A morte como mistério

Dia de Finados. Dia em que nos lembramos e fazemos memória das pessoas que nos deixaram. Este é um finados diferente, pois nunca tivemos tantas mortes dos pobres como neste ano de 2020. Segundo dados do levantamento feito, o país registrou 530 mortes pela doença nas últimas 24 horas. Com isso, o total de óbitos provocados pela doença chegou aos 157.981. O que mais dói, não é perda destas vidas, mas a negligência e a irresponsabilidade do governo brasileiro, diante desta pandemia. Quantas destas vidas não seriam poupadas, se tivéssemos governo?

Aproveitei hoje para rezar na sepultura de nosso eterno bispo Pedro. Comove qualquer um, estar diante de sua sepultura tão simples. De imaginar que ali está sepultado um bispo. Mas este bispo é Pedro. E Pedro é diferente até no jeito de ser sepultado. Passou pela vida como um homem pobre e despojado, se encontrando com o Ressuscitado, com quem tinha tamanha intimidade, quando estava no meio de nós. Simplicidade expressa em um de seus poemas: “Para descansar eu quero só esta cruz de pau, com chuva e sol. Estes sete palmos e a Ressurreição.” (Pedro Casaldáliga)

A morte sempre foi um mistério para nós. Por mais que tenhamos fé, o encontro com ela sempre foi algo que nos incomodou. Verdade é que ninguém deseja este encontro com a morte, por mais que ele seja inevitável. A nossa relação com ela é algo que trás muitos mistérios. A fé nos faz acreditar que ela é uma passagem, mas nenhum de nós sabe como será este encontro que faremos no face a face com Deus. O psicanalista Freud até que tenta nos orientar, mas não ajuda muito quando ele diz: “Se quiseres poder suportar a vida, fica pronto para aceitar a morte. (Sigmund Freud) A mkorte continua sendo um mistério para nós.

Queremos viver, este é o nosso sonho de sempre. Passamos pela vida desfrutando daquilo que ela pode nos oferecer. Quando ainda jovens, nem sequer pensamos na possibilidade de vir a nos tornarmos um ancião. Vivemos na intensidade das coisas que a vida vai nos proporcionando. Segundo a fé cristã, Deus nos projetou para a vida e para vivermos com muita intensidade. Vida plena, portanto. (Jo 10, 10) O morrer parece que não está nos planos de Deus, mas a vida, que se apresenta em primeiro plano.

■ Dados extraídos ■
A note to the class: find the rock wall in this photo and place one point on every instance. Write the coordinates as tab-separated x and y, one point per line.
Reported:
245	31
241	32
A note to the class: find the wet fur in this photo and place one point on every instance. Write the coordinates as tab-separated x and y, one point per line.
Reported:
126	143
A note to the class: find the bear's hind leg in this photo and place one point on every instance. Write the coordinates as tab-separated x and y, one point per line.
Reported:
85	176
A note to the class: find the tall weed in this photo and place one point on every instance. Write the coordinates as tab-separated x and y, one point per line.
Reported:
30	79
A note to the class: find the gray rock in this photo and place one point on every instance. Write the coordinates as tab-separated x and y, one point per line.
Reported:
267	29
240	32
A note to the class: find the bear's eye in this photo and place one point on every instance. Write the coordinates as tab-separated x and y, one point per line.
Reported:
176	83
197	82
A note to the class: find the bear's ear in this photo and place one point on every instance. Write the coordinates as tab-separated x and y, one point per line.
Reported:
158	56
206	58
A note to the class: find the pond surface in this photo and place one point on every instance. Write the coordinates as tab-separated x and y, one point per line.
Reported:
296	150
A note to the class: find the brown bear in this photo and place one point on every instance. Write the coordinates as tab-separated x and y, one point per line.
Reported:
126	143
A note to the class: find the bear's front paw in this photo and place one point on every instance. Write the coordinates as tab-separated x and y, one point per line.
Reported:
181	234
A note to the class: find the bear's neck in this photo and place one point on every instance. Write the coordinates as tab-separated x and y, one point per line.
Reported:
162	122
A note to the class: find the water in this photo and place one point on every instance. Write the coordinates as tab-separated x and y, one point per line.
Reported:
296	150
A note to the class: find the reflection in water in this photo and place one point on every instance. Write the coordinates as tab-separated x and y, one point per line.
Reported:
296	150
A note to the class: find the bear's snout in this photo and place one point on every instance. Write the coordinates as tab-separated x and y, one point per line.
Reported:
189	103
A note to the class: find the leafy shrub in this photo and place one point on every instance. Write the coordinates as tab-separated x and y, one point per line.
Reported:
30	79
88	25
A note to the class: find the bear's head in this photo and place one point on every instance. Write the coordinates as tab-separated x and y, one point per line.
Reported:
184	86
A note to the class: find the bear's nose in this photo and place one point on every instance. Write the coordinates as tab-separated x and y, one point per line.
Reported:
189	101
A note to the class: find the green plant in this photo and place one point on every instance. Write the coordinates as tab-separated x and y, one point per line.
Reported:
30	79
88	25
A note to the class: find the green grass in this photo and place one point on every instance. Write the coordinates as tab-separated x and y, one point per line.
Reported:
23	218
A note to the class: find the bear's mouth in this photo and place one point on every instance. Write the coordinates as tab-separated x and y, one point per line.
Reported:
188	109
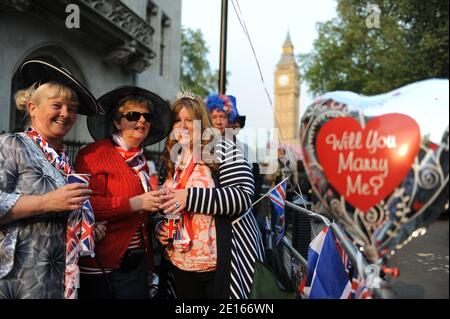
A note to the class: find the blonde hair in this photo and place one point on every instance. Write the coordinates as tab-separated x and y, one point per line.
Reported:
36	92
197	109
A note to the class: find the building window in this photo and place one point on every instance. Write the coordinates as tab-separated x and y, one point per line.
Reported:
164	35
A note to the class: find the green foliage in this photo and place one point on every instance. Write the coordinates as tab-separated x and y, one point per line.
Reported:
410	44
196	74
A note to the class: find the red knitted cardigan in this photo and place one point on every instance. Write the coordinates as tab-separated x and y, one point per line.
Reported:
113	183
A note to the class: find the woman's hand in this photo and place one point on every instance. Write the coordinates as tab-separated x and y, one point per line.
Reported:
148	202
175	201
161	234
100	230
67	198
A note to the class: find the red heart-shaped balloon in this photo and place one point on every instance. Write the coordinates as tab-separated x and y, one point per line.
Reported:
366	164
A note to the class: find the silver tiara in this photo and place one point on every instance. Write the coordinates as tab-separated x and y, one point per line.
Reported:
185	94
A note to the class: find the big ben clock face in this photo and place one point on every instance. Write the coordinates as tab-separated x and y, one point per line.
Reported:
283	80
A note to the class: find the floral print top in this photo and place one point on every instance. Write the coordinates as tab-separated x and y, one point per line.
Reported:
32	249
202	255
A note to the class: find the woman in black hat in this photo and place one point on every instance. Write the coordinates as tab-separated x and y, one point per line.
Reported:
122	195
35	202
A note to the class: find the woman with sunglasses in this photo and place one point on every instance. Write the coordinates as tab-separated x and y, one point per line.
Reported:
122	195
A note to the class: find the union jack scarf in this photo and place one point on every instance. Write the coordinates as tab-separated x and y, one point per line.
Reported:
80	224
135	159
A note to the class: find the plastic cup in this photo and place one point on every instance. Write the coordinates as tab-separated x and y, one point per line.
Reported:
171	225
78	178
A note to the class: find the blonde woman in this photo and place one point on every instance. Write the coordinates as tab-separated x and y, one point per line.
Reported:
210	183
35	201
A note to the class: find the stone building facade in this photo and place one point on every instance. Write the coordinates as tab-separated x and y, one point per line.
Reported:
104	43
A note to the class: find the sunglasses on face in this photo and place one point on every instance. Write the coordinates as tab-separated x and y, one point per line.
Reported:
135	116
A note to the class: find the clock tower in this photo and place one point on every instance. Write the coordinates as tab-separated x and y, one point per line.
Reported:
287	94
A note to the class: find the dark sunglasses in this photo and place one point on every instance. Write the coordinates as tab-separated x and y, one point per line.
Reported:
135	116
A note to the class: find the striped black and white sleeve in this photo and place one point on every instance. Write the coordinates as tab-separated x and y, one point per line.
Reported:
234	196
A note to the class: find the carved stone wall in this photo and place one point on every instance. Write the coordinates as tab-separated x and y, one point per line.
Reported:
124	38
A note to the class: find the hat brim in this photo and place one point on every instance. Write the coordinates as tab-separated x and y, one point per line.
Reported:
101	126
33	71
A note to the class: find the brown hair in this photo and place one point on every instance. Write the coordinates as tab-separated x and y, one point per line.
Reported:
198	111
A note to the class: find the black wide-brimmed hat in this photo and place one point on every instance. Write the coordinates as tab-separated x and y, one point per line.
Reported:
33	71
101	126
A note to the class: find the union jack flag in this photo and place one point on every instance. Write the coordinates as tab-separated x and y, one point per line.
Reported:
278	198
171	225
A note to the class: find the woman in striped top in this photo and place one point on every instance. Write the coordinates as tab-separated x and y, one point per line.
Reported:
210	183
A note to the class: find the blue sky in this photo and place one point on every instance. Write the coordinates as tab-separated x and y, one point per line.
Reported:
267	22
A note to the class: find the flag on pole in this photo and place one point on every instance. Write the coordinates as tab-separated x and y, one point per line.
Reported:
326	277
278	198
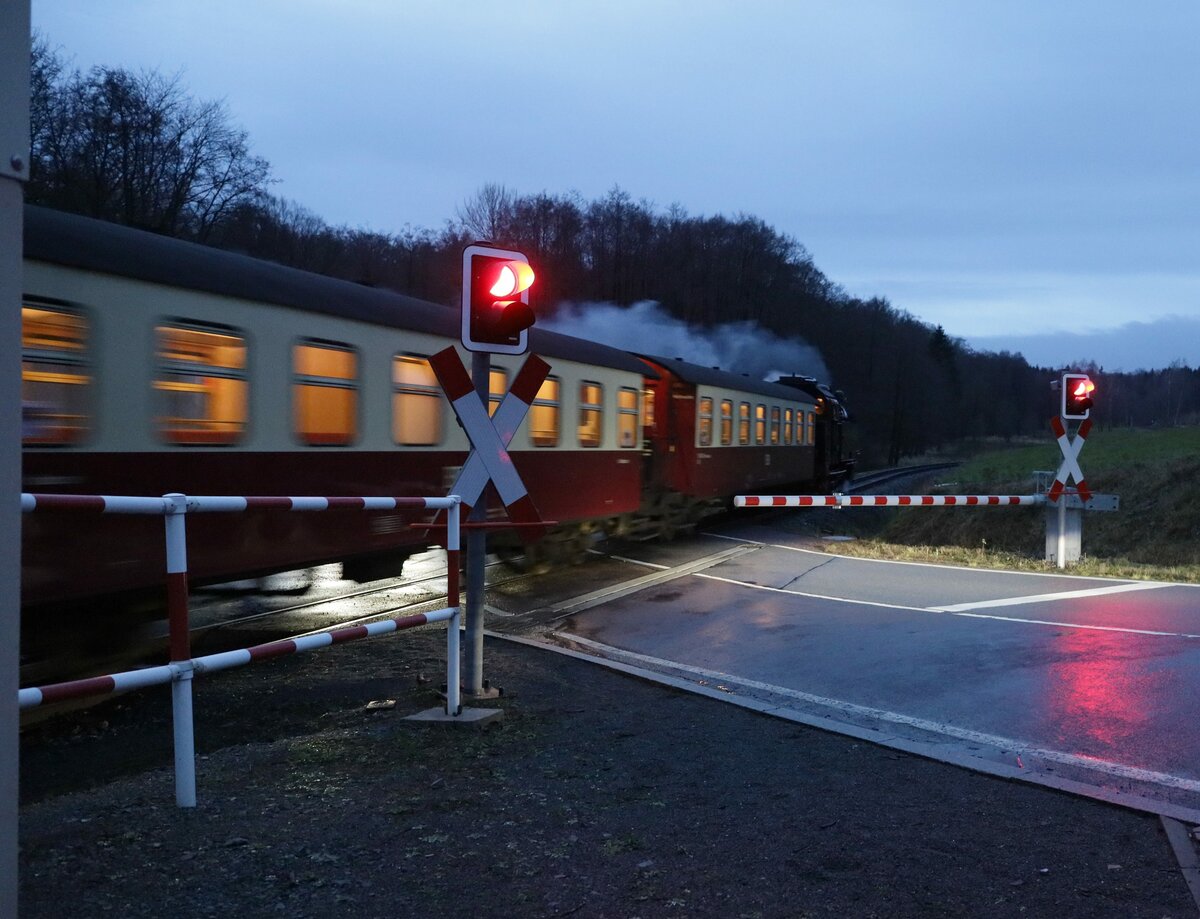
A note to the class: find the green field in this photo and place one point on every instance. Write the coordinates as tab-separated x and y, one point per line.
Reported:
1156	534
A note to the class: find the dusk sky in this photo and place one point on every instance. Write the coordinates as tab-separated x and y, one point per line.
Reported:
1009	170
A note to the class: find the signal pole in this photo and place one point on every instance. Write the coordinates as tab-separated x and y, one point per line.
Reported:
15	47
495	318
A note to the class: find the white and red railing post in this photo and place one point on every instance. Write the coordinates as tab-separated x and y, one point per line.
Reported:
183	667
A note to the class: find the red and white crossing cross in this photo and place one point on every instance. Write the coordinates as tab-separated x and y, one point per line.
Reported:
1069	468
489	458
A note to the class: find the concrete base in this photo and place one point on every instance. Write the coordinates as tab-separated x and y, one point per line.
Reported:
489	692
477	718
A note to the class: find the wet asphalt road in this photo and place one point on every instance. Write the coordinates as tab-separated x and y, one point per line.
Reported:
1063	679
1078	679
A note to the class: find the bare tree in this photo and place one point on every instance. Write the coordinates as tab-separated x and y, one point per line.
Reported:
137	149
487	217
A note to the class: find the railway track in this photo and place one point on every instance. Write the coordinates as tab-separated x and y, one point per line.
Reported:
867	481
227	617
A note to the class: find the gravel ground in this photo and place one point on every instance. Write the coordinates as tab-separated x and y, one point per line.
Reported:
598	796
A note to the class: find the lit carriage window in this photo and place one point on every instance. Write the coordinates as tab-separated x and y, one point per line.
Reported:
705	436
54	379
627	416
202	380
591	414
415	402
324	392
544	415
497	385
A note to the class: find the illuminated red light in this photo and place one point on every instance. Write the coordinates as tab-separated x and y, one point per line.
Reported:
513	278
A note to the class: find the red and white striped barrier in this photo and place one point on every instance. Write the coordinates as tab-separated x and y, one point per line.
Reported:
130	680
174	509
887	500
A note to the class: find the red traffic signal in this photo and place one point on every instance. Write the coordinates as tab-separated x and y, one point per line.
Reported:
496	311
1077	396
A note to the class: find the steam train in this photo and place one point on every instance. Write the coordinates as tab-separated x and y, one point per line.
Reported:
151	365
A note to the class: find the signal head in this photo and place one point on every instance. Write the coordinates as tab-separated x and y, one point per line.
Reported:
496	311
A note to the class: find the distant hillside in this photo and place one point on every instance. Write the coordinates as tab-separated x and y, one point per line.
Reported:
1155	472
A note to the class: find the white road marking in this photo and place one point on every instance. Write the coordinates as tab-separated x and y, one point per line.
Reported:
965	613
1121	770
934	564
1048	598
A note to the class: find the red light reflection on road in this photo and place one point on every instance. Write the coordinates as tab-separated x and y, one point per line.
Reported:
1102	689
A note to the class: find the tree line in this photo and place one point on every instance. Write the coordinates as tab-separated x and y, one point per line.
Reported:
137	149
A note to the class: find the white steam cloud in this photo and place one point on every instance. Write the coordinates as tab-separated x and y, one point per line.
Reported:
645	328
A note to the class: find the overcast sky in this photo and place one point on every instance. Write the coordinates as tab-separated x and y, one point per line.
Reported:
1011	170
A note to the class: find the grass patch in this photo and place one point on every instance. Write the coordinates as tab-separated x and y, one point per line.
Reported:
1156	534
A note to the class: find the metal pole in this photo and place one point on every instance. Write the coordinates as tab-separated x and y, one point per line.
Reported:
13	170
454	596
1062	532
477	552
175	523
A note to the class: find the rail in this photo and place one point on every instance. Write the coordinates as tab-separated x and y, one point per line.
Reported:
183	667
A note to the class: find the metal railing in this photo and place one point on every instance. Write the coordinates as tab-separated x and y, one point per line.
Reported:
183	667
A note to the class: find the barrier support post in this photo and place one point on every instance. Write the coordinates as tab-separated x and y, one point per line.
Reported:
180	649
454	702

■ Tarefas a realizar ■
- A) Atualize o texto sobre a morte de "A morte sempre" a "sendo um mistério para nós.", trocando "incomodou" por "perturbou".
- B) Liste todos os números escritos em algarismos no parágrafo do texto sobre a morte que começa com "Dia de Finados".
- C) Prossiga com o texto sobre a morte como mistério a partir da última frase apresentada.

■ Respostas numeradas ■
- A)
A morte sempre foi um mistério para nós. Por mais que tenhamos fé, o encontro com ela sempre foi algo que nos perturbou. Verdade é que ninguém deseja este encontro com a morte, por mais que ele seja inevitável. A nossa relação com ela é algo que trás muitos mistérios. A fé nos faz acreditar que ela é uma passagem, mas nenhum de nós sabe como será este encontro que faremos no face a face com Deus. O psicanalista Freud até que tenta nos orientar, mas não ajuda muito quando ele diz: “Se quiseres poder suportar a vida, fica pronto para aceitar a morte. (Sigmund Freud) A mkorte continua sendo um mistério para nós.

- B) 2020, 530, 24 e 157.981.

- C)
A vida é o sopro maior de luz que vai nos alimentando na nossa caminhada. Para os que acreditamos, a morte não pode ser o fim. Bem antes de Jesus, o profeta Isaías que teria vivido por volta dos anos 765 AC e 681 a.C já nos dizia que: “Os teus mortos hão de reviver e seus cadáveres se levantarão. Os que dormem no pó vão acordar e cantar, pois o teu orvalho é um orvalho de luz, e a terra das sombras dará à luz.” (Is 26, 19) A nossa esperança acabará sendo a de que o julgamento parece tardar, mas Deus, na hora certa, o realizará na história. O sangue dos justos e inocentes clama a Deus, que responde julgando e destruindo o orgulho e ambição, geradores de opressão, violência e morte.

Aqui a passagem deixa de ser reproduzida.